◆ **TASK BRIEF**
Answer with the exact lines of the following material from the one containing "positive clicks: (777, 338)" through the one containing "box: [706, 256, 889, 408]", both end lines included.

◆ **INFORMATION PROVIDED**

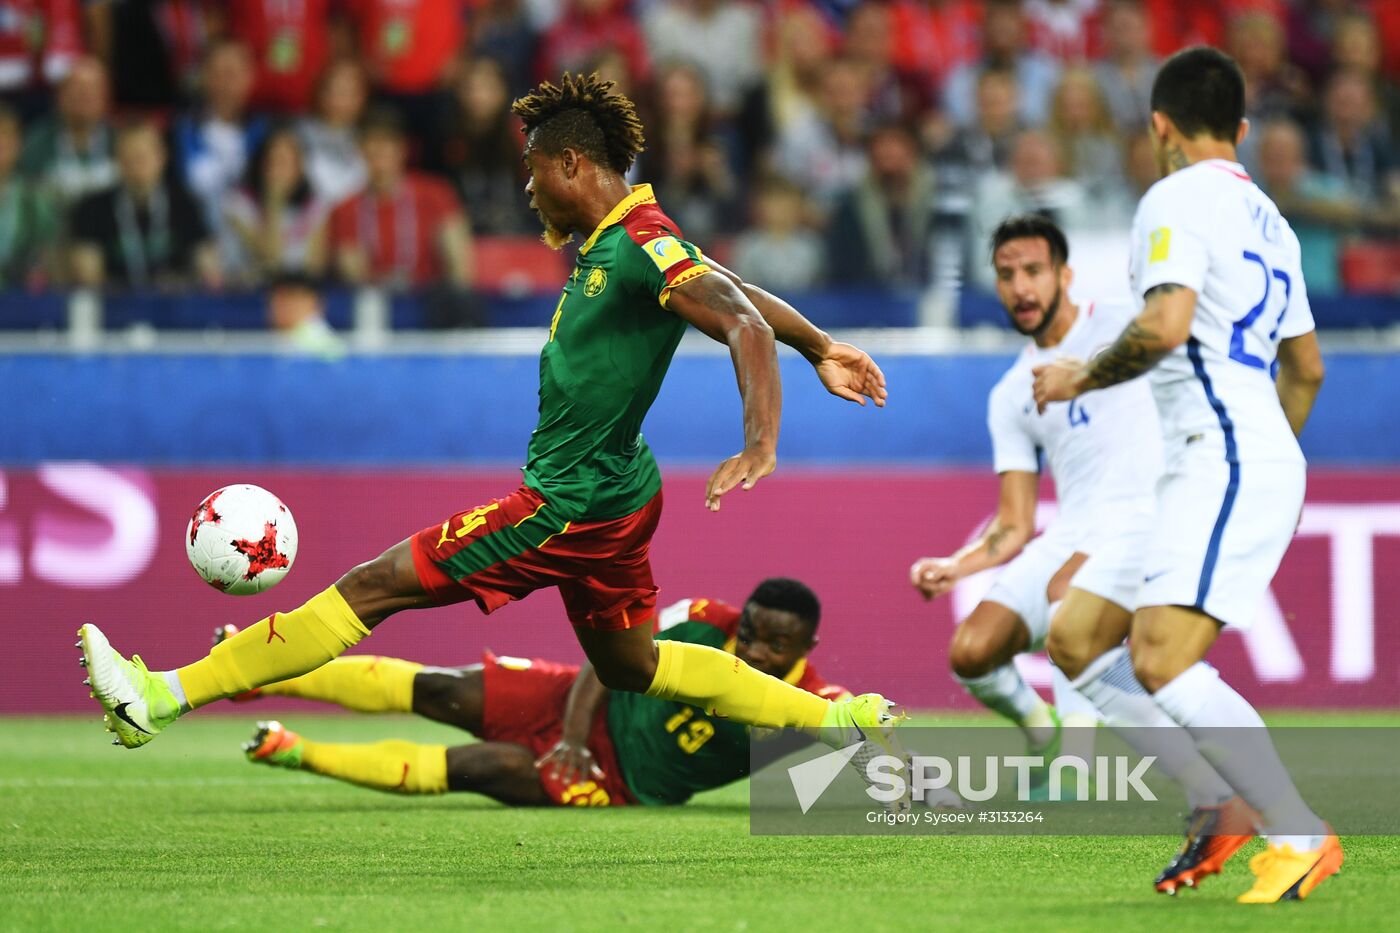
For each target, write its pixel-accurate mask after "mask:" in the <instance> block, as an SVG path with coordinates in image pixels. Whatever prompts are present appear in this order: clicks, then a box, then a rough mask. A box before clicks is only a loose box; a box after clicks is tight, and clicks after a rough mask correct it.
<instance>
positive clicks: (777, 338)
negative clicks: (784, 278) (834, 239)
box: [706, 256, 889, 408]
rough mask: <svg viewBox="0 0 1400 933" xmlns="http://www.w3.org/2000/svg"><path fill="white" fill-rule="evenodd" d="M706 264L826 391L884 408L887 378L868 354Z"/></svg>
mask: <svg viewBox="0 0 1400 933" xmlns="http://www.w3.org/2000/svg"><path fill="white" fill-rule="evenodd" d="M706 263H708V265H710V268H713V269H714V270H715V272H718V273H721V275H724V276H725V277H727V279H729V282H732V283H734V284H735V286H738V287H739V290H742V291H743V294H745V297H748V298H749V301H752V303H753V307H755V308H757V311H759V314H762V315H763V319H764V321H767V322H769V326H770V328H773V335H774V336H776V338H777V339H778V340H781V342H783V343H785V345H788V346H790V347H792V349H794V350H797V352H798V353H801V354H802V356H804V357H806V361H808V363H811V364H812V366H813V367H815V368H816V375H818V378H820V380H822V384H823V385H825V387H826V391H829V392H830V394H832V395H837V396H840V398H844V399H847V401H851V402H855V403H857V405H865V399H867V398H869V399H871V401H872V402H875V405H876V406H879V408H883V406H885V398H886V396H888V395H889V392H888V391H886V389H885V374H883V373H881V368H879V367H878V366H876V364H875V360H872V359H871V357H869V354H867V353H865V352H864V350H861V349H858V347H854V346H851V345H850V343H840V342H837V340H833V339H832V336H830V335H829V333H826V332H825V331H822V329H820V328H819V326H816V325H815V324H812V322H811V321H808V319H806V318H804V317H802V314H801V312H799V311H798V310H797V308H794V307H792V305H791V304H788V303H787V301H784V300H783V298H780V297H777V296H776V294H771V293H769V291H764V290H763V289H760V287H759V286H756V284H752V283H748V282H743V280H742V279H739V276H736V275H735V273H734V272H729V270H728V269H725V268H724V266H721V265H718V263H717V262H714V261H713V259H710V258H708V256H706Z"/></svg>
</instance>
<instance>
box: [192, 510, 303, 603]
mask: <svg viewBox="0 0 1400 933" xmlns="http://www.w3.org/2000/svg"><path fill="white" fill-rule="evenodd" d="M185 553H186V555H189V562H190V565H193V567H195V573H197V574H199V576H200V577H203V579H204V583H207V584H209V586H211V587H214V588H216V590H220V591H223V593H231V594H234V595H249V594H253V593H262V591H263V590H270V588H272V587H274V586H277V584H279V583H280V581H281V579H283V577H284V576H287V573H288V572H290V570H291V563H293V560H295V559H297V523H295V521H293V518H291V510H288V509H287V506H284V504H283V503H281V500H280V499H277V497H276V496H273V495H272V493H270V492H267V490H266V489H263V488H260V486H252V485H249V483H239V485H237V486H224V488H223V489H216V490H214V492H211V493H210V495H209V496H206V497H204V502H202V503H199V509H196V510H195V517H193V518H190V520H189V528H188V530H186V532H185Z"/></svg>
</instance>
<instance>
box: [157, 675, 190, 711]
mask: <svg viewBox="0 0 1400 933" xmlns="http://www.w3.org/2000/svg"><path fill="white" fill-rule="evenodd" d="M161 677H164V678H165V682H167V684H168V685H169V688H171V693H174V695H175V700H176V702H178V703H179V712H181V713H188V712H189V700H188V699H185V685H183V684H181V682H179V674H178V672H175V671H161Z"/></svg>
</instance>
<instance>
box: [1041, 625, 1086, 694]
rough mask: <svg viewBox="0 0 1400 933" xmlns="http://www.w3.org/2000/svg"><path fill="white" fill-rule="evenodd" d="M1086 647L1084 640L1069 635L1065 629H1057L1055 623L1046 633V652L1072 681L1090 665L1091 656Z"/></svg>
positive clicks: (1064, 674) (1054, 661)
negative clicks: (1089, 654) (1089, 661)
mask: <svg viewBox="0 0 1400 933" xmlns="http://www.w3.org/2000/svg"><path fill="white" fill-rule="evenodd" d="M1084 647H1085V646H1084V643H1082V640H1079V639H1074V637H1068V636H1067V635H1065V632H1064V630H1063V629H1057V628H1056V626H1053V625H1051V626H1050V632H1049V633H1047V635H1046V654H1049V656H1050V660H1051V661H1054V665H1056V667H1058V668H1060V672H1061V674H1064V675H1065V677H1068V678H1070V679H1071V681H1072V679H1074V678H1077V677H1079V674H1082V672H1084V668H1085V667H1088V665H1089V657H1088V653H1086V651H1085V650H1084Z"/></svg>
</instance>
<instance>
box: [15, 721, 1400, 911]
mask: <svg viewBox="0 0 1400 933" xmlns="http://www.w3.org/2000/svg"><path fill="white" fill-rule="evenodd" d="M256 714H258V713H256V712H252V713H251V714H249V716H246V717H223V716H209V714H206V716H195V717H190V719H189V720H188V721H182V723H181V724H179V726H178V727H176V728H174V730H172V734H169V735H167V737H162V738H161V741H158V742H155V744H154V745H151V747H150V748H144V749H140V751H136V752H129V751H125V749H118V748H112V747H109V745H106V738H105V737H104V733H102V731H101V726H99V724H97V723H95V720H94V719H83V720H71V719H8V720H0V724H3V727H4V733H6V738H7V752H6V755H4V756H3V758H0V807H3V810H0V871H3V876H0V929H22V930H31V929H35V930H49V929H52V930H74V929H87V930H167V929H192V930H210V929H246V930H273V929H308V927H326V929H374V930H413V929H472V930H479V929H482V930H486V929H489V930H500V929H507V930H510V929H519V930H525V929H543V930H616V929H645V930H659V932H662V933H669V932H671V930H813V932H816V930H829V929H862V930H881V929H890V930H911V929H937V930H963V929H1002V930H1008V929H1009V930H1019V929H1028V930H1029V929H1035V930H1060V929H1074V930H1085V929H1096V930H1105V932H1110V933H1126V932H1128V930H1159V929H1214V930H1239V929H1266V927H1267V929H1268V930H1289V929H1309V930H1327V929H1365V927H1371V929H1389V927H1390V923H1392V922H1393V916H1392V911H1393V908H1394V905H1396V904H1397V902H1400V874H1397V873H1396V871H1394V866H1396V863H1397V860H1400V841H1397V839H1394V838H1379V836H1365V838H1351V839H1348V841H1347V864H1345V869H1344V871H1343V874H1341V876H1338V877H1337V878H1333V880H1330V881H1327V883H1326V884H1323V885H1322V887H1320V888H1319V890H1317V892H1316V894H1315V895H1313V897H1312V898H1309V899H1308V901H1306V902H1303V904H1282V905H1275V906H1267V908H1246V906H1240V905H1236V904H1233V895H1235V894H1238V892H1239V891H1242V890H1245V888H1246V887H1247V883H1249V871H1247V867H1246V860H1247V859H1246V857H1238V859H1235V860H1232V862H1231V864H1229V866H1228V869H1226V871H1225V876H1224V877H1222V878H1214V880H1212V881H1211V883H1208V884H1207V885H1205V887H1204V888H1203V890H1201V891H1194V892H1186V894H1183V895H1182V897H1179V898H1176V899H1169V898H1165V897H1161V895H1156V894H1154V892H1152V890H1151V880H1152V877H1154V874H1155V873H1156V871H1158V870H1159V869H1161V867H1162V866H1163V864H1165V860H1166V859H1168V857H1169V855H1170V853H1172V850H1173V849H1175V846H1176V843H1177V839H1175V838H1168V836H1148V838H1133V836H1121V838H1022V836H1012V838H1007V836H1000V838H987V836H983V838H949V836H938V838H935V836H906V838H900V836H896V838H762V836H750V835H749V824H748V814H746V803H748V792H746V787H745V786H742V785H739V786H732V787H725V789H721V790H718V792H713V793H708V794H704V796H701V797H699V799H696V800H694V801H693V803H692V804H690V806H686V807H682V808H672V810H647V808H619V810H612V811H557V810H550V811H515V810H507V808H503V807H497V806H494V804H491V803H489V801H484V800H480V799H476V797H472V796H466V794H456V796H445V797H435V799H426V797H395V796H389V794H379V793H374V792H368V790H361V789H357V787H350V786H346V785H340V783H337V782H333V780H326V779H322V777H315V776H309V775H298V773H287V772H277V770H273V769H265V768H255V766H252V765H248V763H245V762H244V761H242V758H241V755H239V754H238V744H239V742H241V741H242V740H245V738H246V737H248V735H249V734H251V727H249V726H251V720H252V719H253V717H256ZM291 721H294V723H295V726H297V727H298V728H302V730H305V731H307V733H308V734H312V735H315V737H318V738H328V740H342V741H368V740H374V738H382V737H389V735H396V737H405V738H414V740H419V741H448V742H458V741H461V738H459V734H458V733H452V731H449V730H447V728H442V727H438V726H434V724H430V723H421V721H416V720H406V719H398V717H393V719H377V720H365V719H358V717H346V716H340V717H311V716H295V717H294V719H291ZM963 721H967V720H963ZM1287 721H1291V723H1302V721H1306V723H1308V724H1315V723H1317V721H1337V723H1341V721H1345V723H1348V724H1380V723H1387V724H1390V723H1396V721H1397V717H1396V716H1390V717H1375V716H1355V717H1352V716H1348V717H1336V719H1333V717H1320V719H1319V717H1317V716H1315V714H1313V716H1306V717H1303V716H1299V717H1288V719H1287ZM1259 845H1260V843H1257V842H1256V843H1252V848H1250V849H1246V852H1245V855H1247V853H1253V852H1256V850H1257V846H1259Z"/></svg>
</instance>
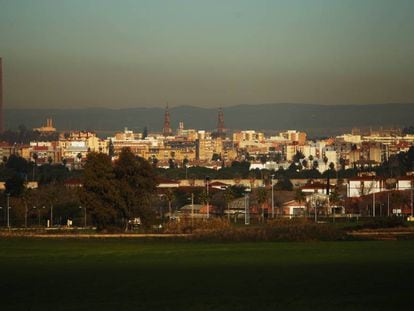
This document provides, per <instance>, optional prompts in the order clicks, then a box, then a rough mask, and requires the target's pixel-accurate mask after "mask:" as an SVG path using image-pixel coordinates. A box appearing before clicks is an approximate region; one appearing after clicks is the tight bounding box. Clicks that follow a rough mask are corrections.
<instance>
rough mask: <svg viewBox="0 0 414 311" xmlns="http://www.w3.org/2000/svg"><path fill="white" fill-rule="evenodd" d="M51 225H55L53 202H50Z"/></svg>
mask: <svg viewBox="0 0 414 311" xmlns="http://www.w3.org/2000/svg"><path fill="white" fill-rule="evenodd" d="M50 227H53V204H50Z"/></svg>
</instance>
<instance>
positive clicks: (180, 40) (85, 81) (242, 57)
mask: <svg viewBox="0 0 414 311" xmlns="http://www.w3.org/2000/svg"><path fill="white" fill-rule="evenodd" d="M413 9H414V3H413V2H412V1H405V0H399V1H393V2H390V1H377V0H376V1H369V0H368V1H363V2H361V1H346V2H344V1H323V0H315V1H255V2H254V3H253V2H250V1H220V2H218V1H213V2H208V3H207V2H202V1H169V2H163V1H151V2H147V1H124V2H122V4H121V5H120V4H119V3H117V2H115V1H48V0H42V1H36V2H30V1H18V2H17V1H13V2H11V1H0V38H1V40H0V54H1V56H2V58H3V68H4V107H5V108H29V107H30V108H68V107H75V108H83V107H115V108H125V107H164V106H165V104H166V102H168V103H169V105H170V107H176V106H179V105H194V106H199V107H219V106H222V107H228V106H232V105H239V104H263V103H289V102H292V103H314V104H324V105H327V104H334V105H336V104H374V103H390V102H396V103H397V102H399V103H412V102H414V91H413V90H414V87H413V82H412V81H414V69H413V68H414V64H413V58H412V57H411V55H412V52H413V50H414V43H413V42H412V40H411V30H412V29H413V28H414V21H413V20H412V19H411V16H410V12H412V11H413Z"/></svg>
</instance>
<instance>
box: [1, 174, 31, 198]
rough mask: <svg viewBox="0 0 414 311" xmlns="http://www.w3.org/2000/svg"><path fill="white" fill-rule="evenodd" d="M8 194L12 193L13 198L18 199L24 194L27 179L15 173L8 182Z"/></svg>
mask: <svg viewBox="0 0 414 311" xmlns="http://www.w3.org/2000/svg"><path fill="white" fill-rule="evenodd" d="M5 187H6V193H10V195H11V196H12V197H18V196H20V195H22V194H23V192H24V189H25V187H26V182H25V179H24V178H23V177H22V176H21V175H20V174H18V173H14V174H13V175H12V176H11V177H9V178H8V179H7V180H6V184H5Z"/></svg>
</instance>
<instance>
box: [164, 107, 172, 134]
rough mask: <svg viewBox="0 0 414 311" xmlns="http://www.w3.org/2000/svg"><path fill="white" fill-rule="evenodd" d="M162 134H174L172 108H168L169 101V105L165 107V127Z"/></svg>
mask: <svg viewBox="0 0 414 311" xmlns="http://www.w3.org/2000/svg"><path fill="white" fill-rule="evenodd" d="M162 134H163V135H164V136H170V135H171V134H172V130H171V121H170V110H169V109H168V103H167V106H166V107H165V113H164V127H163V129H162Z"/></svg>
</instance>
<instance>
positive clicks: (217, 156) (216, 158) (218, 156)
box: [211, 153, 221, 161]
mask: <svg viewBox="0 0 414 311" xmlns="http://www.w3.org/2000/svg"><path fill="white" fill-rule="evenodd" d="M211 161H221V155H220V154H219V153H213V156H212V157H211Z"/></svg>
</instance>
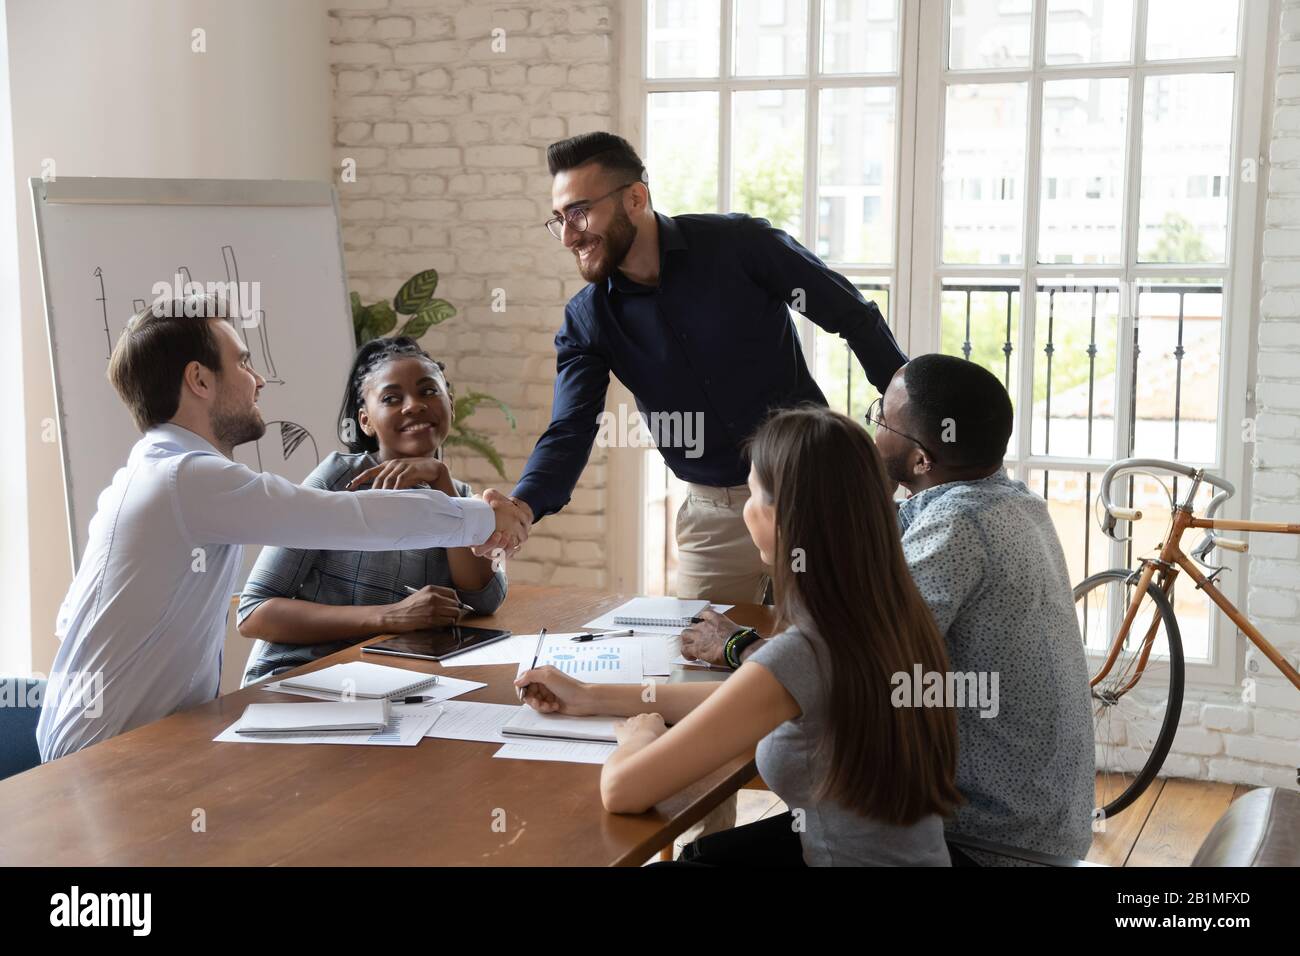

◆ **YOUR SOLUTION**
positive clicks: (777, 338)
negative clicks: (784, 278) (834, 239)
box: [706, 256, 889, 408]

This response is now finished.